→ Provided records:
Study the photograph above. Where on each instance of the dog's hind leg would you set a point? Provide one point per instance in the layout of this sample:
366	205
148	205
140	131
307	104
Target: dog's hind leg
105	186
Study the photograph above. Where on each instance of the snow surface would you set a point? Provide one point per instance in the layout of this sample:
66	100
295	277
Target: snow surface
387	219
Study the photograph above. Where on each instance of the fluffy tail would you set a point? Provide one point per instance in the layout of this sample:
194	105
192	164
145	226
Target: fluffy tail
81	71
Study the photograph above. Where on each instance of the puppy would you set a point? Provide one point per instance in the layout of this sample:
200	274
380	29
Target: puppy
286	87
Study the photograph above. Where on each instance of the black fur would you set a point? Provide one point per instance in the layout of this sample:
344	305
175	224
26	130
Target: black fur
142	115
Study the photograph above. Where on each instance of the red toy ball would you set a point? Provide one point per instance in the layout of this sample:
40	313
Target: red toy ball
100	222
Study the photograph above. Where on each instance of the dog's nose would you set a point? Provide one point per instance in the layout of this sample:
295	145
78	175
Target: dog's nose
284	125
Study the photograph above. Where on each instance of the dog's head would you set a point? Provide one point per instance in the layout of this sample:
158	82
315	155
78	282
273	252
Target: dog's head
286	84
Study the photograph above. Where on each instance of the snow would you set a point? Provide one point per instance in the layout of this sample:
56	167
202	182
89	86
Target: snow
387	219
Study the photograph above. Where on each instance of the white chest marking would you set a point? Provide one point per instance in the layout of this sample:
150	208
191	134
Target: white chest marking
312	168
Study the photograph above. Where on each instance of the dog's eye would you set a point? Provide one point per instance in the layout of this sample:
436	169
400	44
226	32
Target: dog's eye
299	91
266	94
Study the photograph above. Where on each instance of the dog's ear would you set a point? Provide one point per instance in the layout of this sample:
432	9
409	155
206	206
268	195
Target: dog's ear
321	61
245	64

→ To do: Repeat the listing exactly, from its first line to its last.

→ Answer section:
Study the photograph above. Where on each instance of the dog's hind leg would you set a point? Provide one point per instance in the layout of this sample:
366	205
148	205
140	131
307	104
Target: dog's hind leg
105	186
Study the photograph above. Where on each instance of the snow surface would you set a point? Provide one point per instance in the layout of this sample:
66	100
295	277
Target: snow surface
387	219
Study the photograph above. Where on each instance of the fluffy tail would you set a point? Provide one point per instance in the layout of this sample:
194	105
192	164
145	226
Target: fluffy tail
81	71
Study the photograph above. Where on each instance of the puppy would you set a point? Provide one point per instance in the layout of this sample:
200	274
380	29
Target: puppy
286	87
Study the photograph above. Where on each instance of the black fur would you set a point? Provide one point per instance in the layout of this sample:
344	305
175	224
26	130
Target: black fur
142	115
Study the photograph above. Where on each instance of the red toy ball would you set a point? Provide one point per instance in the layout of this sample:
40	313
Target: red toy ball
100	222
Study the photograph above. Where on each instance of the dog's nose would you set a point? Provide one point per instance in the layout of this sample:
295	145
78	175
Target: dog's nose
284	125
Study the photograph above. Where on each instance of the dog's head would you set a point? Provide one point per instance in the layout of this sample:
158	82
315	155
78	282
273	252
Target: dog's head
286	84
Study the photograph above. Where on each instance of the snow would you set a point? Provide one point per instance in the layout of this sample:
56	167
202	182
89	86
Target: snow
387	219
Study the photograph above. Where on each instance of the white chest marking would you set a point? Provide one point per instance in the layout of this sample:
150	208
191	134
Target: white chest marking
312	168
Study the photograph above. Where on each instance of the dog's eye would you set a point? Provide one point per instance in the layout of this sample:
436	169
400	44
226	32
Target: dog's eye
299	91
266	94
Study the photograph above. Where on each instance of the dog's ear would you set a point? Provide one point per instance in the layout of this sample:
432	9
409	155
206	206
268	195
Target: dog's ear
321	61
245	64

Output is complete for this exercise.